• _ANGEZEIGTER TEXT_:
++++++++++++++++++++

Helfen Sie vor allem dort, wo Sie Schuhe produzieren oder verkaufen?

Deichmann: Nein, darum geht es nicht. Der Grund sind meist persönliche Begegnungen, die mein Vater und später ich hatten. Prägend war: Vor genau 40 Jahren stand mein Vater vor 500 Lepra-Kranken in Indien. Seine Reaktion war: Entweder ich laufe sofort weg – oder ich bleibe und komme immer wieder. Er hat sich für Letzteres entschieden. Das war der Beginn von Wort und Tat. Wir setzen diese Tradition fort.

Warum unterstützen Sie die Flüchtlingshilfe?

Deichmann: Für mich ist ganz klar: Die schnelle Reaktion, gestrandete Flüchtlingen in Deutschland aufzunehmen, war richtig. Die riesige Hilfsbereitschaft gehört für mich zu den Sternstunden der deutschen Geschichte. Ich habe selbst Flüchtlingsunterkünfte besucht und fand es absolut großartig, was dort geleistet wurde. Das gehört für mich zu den Werten, für die Europa mit seinem christlichen Erbe stehen sollte.

Sind Sie verwundert darüber, dass es Akzeptanzprobleme gibt?

++++++++++++++++++++

• _VORLIEGENDE ANGABEN_:
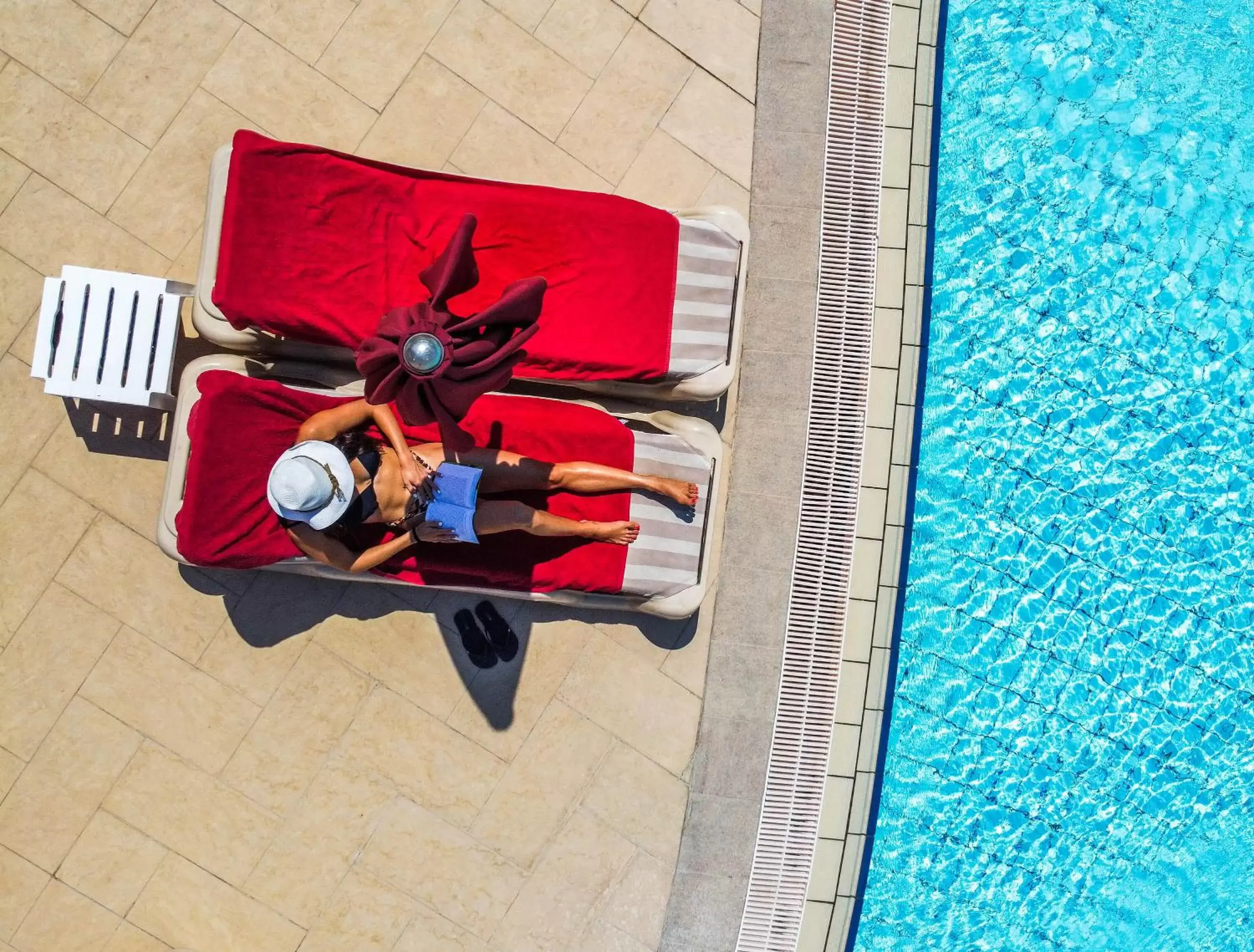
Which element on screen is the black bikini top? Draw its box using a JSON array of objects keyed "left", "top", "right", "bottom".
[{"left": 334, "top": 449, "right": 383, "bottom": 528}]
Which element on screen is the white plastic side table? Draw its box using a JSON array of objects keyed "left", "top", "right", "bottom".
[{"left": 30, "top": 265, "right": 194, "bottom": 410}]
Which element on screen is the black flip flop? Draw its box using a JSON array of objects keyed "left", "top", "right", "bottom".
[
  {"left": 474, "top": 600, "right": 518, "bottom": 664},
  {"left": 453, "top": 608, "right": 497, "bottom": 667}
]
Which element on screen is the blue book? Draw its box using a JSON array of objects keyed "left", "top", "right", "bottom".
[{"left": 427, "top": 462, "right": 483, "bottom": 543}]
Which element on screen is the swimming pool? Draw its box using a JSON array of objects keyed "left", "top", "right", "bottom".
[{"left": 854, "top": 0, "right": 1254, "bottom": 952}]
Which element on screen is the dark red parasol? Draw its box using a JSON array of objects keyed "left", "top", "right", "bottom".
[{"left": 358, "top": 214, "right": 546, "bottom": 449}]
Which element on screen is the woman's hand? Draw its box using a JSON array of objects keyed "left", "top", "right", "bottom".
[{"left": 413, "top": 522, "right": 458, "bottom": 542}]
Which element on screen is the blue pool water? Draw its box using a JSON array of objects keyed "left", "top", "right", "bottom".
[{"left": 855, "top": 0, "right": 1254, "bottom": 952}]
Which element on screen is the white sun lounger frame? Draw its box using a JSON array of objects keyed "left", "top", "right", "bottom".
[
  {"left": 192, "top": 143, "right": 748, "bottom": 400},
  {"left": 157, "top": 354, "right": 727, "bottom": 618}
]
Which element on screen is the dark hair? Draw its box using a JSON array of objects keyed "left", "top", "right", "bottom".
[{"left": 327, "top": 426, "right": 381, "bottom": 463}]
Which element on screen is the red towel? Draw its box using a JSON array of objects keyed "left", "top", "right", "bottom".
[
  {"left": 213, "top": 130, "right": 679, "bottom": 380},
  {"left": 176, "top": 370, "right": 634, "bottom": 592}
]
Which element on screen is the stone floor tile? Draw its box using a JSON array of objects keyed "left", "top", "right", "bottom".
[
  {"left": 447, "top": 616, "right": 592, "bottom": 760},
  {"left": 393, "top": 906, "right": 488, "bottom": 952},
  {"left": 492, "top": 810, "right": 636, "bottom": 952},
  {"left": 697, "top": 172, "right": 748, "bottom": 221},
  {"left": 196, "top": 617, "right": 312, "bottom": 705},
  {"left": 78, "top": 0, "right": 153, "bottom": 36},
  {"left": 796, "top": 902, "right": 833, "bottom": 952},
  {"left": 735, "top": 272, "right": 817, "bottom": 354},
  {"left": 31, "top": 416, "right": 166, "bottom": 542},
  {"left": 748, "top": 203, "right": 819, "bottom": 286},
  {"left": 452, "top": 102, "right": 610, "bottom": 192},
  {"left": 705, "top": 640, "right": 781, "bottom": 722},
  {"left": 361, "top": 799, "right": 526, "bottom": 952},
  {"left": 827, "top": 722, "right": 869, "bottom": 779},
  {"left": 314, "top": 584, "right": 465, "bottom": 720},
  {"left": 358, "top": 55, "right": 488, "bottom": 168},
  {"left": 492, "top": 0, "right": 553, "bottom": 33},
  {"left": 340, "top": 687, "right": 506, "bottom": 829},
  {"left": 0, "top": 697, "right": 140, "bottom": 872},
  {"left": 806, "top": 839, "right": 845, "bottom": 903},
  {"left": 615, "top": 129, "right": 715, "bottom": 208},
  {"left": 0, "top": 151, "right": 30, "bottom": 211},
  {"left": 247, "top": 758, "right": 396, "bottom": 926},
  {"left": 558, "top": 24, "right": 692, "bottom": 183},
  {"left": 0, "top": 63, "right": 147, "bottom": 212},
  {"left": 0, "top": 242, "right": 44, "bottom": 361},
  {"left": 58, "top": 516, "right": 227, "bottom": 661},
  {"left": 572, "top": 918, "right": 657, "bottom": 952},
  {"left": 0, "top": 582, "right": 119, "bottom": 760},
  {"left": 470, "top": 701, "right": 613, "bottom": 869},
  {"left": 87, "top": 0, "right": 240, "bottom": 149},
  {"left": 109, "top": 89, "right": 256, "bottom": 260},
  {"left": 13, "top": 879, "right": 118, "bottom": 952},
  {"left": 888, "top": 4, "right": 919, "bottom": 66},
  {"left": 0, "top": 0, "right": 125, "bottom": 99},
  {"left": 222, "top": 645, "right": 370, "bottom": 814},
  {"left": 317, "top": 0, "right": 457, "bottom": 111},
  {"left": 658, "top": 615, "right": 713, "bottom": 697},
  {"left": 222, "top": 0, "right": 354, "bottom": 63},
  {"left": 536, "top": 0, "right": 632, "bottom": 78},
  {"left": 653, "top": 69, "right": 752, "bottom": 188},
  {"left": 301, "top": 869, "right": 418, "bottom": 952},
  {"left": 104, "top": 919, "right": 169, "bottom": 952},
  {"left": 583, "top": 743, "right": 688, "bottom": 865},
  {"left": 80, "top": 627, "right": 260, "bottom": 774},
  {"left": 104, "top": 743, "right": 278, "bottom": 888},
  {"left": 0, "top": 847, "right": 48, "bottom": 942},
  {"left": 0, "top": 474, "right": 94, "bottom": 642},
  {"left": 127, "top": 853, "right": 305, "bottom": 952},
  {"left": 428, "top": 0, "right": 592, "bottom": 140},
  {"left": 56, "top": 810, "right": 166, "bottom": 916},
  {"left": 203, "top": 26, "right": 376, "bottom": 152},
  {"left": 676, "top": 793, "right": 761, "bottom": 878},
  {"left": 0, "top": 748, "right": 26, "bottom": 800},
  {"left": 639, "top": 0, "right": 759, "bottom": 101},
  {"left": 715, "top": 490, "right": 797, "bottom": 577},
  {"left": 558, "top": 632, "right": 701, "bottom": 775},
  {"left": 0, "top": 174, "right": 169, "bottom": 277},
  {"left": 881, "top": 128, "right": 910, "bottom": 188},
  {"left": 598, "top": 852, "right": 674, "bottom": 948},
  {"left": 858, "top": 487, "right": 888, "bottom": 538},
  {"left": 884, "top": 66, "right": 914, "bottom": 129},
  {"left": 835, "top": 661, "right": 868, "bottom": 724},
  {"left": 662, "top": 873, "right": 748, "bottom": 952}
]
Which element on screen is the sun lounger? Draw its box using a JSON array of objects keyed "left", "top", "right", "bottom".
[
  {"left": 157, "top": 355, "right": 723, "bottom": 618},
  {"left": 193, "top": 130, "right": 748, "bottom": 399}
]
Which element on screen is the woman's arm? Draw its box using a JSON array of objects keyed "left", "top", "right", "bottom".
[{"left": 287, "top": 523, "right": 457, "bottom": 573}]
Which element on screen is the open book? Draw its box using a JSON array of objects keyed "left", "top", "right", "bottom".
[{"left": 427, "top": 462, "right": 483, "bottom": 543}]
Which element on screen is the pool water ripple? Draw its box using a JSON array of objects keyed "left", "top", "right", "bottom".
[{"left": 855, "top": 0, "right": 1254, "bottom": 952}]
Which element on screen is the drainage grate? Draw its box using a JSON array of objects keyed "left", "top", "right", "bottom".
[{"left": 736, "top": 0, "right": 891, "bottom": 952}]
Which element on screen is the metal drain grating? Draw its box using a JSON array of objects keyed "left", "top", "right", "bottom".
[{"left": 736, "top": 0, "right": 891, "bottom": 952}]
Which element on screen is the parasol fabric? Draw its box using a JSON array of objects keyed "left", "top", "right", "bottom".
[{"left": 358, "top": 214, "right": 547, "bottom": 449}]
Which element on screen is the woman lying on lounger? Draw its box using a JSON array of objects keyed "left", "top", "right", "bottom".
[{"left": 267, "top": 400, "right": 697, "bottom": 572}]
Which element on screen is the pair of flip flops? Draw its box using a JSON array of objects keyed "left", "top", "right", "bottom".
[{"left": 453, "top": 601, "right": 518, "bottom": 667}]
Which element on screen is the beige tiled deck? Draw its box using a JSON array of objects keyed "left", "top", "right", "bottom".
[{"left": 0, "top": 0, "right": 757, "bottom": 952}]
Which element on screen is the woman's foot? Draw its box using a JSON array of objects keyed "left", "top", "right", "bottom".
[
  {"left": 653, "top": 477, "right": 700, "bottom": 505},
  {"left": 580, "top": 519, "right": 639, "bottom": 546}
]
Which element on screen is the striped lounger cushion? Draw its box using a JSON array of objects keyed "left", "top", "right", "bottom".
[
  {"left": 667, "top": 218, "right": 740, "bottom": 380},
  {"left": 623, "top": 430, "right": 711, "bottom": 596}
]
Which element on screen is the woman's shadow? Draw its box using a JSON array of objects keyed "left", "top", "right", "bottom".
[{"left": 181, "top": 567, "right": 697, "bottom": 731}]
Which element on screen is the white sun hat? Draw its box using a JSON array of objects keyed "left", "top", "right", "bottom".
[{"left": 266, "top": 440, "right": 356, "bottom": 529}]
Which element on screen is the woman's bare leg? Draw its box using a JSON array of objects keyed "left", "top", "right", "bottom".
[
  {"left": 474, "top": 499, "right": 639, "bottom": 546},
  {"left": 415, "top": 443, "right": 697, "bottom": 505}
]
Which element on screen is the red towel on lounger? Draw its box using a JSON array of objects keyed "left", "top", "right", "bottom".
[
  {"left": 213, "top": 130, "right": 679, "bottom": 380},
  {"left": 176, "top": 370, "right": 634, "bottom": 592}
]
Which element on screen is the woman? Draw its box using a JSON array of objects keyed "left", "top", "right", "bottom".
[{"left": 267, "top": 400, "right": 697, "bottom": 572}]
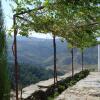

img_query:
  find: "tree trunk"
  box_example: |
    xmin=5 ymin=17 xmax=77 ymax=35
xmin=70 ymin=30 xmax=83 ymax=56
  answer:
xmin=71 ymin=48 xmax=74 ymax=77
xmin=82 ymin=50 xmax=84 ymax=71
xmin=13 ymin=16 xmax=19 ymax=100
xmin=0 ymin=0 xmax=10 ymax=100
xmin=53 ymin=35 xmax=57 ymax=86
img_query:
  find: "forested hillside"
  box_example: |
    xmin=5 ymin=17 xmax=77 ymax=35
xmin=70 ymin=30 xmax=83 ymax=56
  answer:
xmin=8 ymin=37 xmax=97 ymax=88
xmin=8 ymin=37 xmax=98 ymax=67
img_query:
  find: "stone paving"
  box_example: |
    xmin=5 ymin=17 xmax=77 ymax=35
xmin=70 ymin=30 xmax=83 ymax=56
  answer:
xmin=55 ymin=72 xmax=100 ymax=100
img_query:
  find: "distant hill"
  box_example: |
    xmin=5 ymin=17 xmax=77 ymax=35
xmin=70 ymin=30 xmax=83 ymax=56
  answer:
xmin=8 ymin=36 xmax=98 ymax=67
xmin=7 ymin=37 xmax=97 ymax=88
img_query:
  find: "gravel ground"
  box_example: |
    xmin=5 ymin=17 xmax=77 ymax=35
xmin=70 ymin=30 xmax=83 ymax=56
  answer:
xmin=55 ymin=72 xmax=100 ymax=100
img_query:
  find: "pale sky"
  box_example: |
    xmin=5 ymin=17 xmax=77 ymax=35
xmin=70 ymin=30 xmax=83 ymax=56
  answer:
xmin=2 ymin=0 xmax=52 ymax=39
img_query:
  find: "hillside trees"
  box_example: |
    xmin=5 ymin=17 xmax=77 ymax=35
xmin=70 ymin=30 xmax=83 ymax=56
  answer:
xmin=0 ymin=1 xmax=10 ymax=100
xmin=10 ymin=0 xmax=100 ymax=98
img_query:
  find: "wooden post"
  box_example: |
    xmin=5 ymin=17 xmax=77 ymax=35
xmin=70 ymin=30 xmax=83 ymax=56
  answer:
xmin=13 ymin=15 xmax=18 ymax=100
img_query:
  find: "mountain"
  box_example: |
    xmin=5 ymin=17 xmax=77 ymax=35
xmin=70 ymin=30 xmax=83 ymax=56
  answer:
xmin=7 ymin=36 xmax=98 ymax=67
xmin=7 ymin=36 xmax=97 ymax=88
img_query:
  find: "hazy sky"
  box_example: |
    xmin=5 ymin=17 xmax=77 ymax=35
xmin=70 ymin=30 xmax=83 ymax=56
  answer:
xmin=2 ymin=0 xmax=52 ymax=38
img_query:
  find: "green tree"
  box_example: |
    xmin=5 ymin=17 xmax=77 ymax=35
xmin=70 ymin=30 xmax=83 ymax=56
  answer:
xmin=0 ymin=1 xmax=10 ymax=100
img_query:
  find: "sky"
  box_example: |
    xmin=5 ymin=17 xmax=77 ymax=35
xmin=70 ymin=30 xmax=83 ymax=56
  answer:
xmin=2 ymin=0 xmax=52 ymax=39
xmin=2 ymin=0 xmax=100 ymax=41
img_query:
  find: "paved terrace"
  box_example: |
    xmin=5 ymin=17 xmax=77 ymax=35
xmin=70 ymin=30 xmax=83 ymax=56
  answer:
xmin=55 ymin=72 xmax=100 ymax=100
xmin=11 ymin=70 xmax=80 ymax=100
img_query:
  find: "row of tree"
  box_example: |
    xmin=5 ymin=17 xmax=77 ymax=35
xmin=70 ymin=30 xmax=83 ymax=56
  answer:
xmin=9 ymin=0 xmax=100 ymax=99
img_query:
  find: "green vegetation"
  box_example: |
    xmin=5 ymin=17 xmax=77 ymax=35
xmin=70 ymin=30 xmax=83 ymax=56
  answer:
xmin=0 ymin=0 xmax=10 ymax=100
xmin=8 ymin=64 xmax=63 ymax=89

++++++++++++++++++++

• _WAS VERLANGT WIRD_: Wie viele Lepra-Kranke hatte Deichmanns Vater laut dem angezeigten Text in Indien vor sich, und wie lange liegt das zurück?

• _LÖSUNG DER AUFGABE_: Er stand vor 500 Lepra-Kranken, und das war vor genau 40 Jahren.